**Assignment:** Repeat the data verbatim.

**The data:**
※ ※ ※

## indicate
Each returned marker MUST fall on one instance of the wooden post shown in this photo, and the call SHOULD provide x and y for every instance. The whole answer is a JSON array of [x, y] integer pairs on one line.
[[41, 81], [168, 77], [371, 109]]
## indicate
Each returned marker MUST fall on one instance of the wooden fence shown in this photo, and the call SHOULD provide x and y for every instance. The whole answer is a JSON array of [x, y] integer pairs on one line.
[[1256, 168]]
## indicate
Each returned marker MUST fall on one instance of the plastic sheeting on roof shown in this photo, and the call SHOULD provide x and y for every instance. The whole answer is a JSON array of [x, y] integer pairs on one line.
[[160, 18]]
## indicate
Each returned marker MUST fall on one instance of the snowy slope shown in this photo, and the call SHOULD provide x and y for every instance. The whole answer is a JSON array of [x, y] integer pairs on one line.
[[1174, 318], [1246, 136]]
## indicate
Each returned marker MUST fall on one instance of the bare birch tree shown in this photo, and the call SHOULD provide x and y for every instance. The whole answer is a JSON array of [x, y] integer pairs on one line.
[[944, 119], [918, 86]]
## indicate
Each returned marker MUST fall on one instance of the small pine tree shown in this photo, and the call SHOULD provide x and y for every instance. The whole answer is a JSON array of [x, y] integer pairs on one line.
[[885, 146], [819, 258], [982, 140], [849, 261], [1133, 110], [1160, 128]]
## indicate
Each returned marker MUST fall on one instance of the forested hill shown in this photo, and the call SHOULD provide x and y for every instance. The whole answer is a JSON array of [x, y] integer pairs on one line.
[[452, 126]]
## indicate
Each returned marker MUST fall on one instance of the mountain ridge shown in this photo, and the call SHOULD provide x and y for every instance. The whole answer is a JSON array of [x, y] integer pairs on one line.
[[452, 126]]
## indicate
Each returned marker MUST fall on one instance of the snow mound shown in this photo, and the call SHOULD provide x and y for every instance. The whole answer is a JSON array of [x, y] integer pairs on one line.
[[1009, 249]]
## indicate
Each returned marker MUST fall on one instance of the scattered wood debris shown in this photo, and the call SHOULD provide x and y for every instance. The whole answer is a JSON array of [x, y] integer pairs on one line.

※ ※ ※

**Finished task:**
## indicate
Each returned marker MUST fall on one instance of the wooden post shown in this photo, and the call SHOULD provide x and y for every instance. The whole answer is a JSON array of [x, y] integer pairs on one line.
[[41, 81], [168, 77], [371, 109]]
## indicate
Each returned marker MUST fall on one instance of the wooden fence shown in this photo, and the call SHOULD provide x and y for every instance. The whole answer is a JSON array of [x, y] integer pairs on one line.
[[1256, 168]]
## indicate
Each returned marker MUST fall on one instance of the plastic sheeting on roof shown in this photo, and the call SHOULD provide x and y for every instance. The whole answer is a JSON array of [x, y] integer pairs on one line.
[[160, 18]]
## indicate
Each returned marker MUST fall on one instance of the snowy slope shown in this photo, and the call SHOULD provide x and y for every instance. The whole answer is a JSON array of [x, y] integer pairs on one line.
[[1174, 318], [1246, 136]]
## indicate
Each returned marker MUST fall on one instance of the bare birch tree shown in this photo, and the call SHOULD provide x and y for every instance. The whole answer is a JSON array of [x, y] integer pairs on one line.
[[944, 119], [918, 86]]
## indicate
Each returned marker MUST fall on one instance of the small pine tree shown in this photo, and the call SHOULD provide x and y for every instance. The whole answer is a JSON array of [x, y] integer pairs on one line.
[[885, 146], [819, 258], [982, 140], [849, 261], [1133, 110], [1160, 128]]
## indicate
Each returned marker MUST fall on one instance of the forested hill shown in this photo, and the call SHOULD provide x and y for every instance. The whole answer is a JSON array of [x, y] integer pairs on one line.
[[452, 126]]
## indicate
Each returned marker MUST fall on one instance of the mountain ridge shown in this photo, and the call SHOULD provide x and y for every instance. The whole answer is a JSON array of [x, y] integer pairs on one line.
[[452, 126]]
## indicate
Each returned marker MUST fall on one instance of the snow mound shown in this photo, and the call SHOULD provide x and y for every instance. The whole answer is a JSON array of [x, y] integer pairs on one line.
[[1009, 249]]
## indicate
Each returned marker MUST fall on one instance of the scattered wood debris shown in this photo, and the call SHOULD provide x and y for every instance. The whole answer is a JSON array of [x, y] integer pairs on one line.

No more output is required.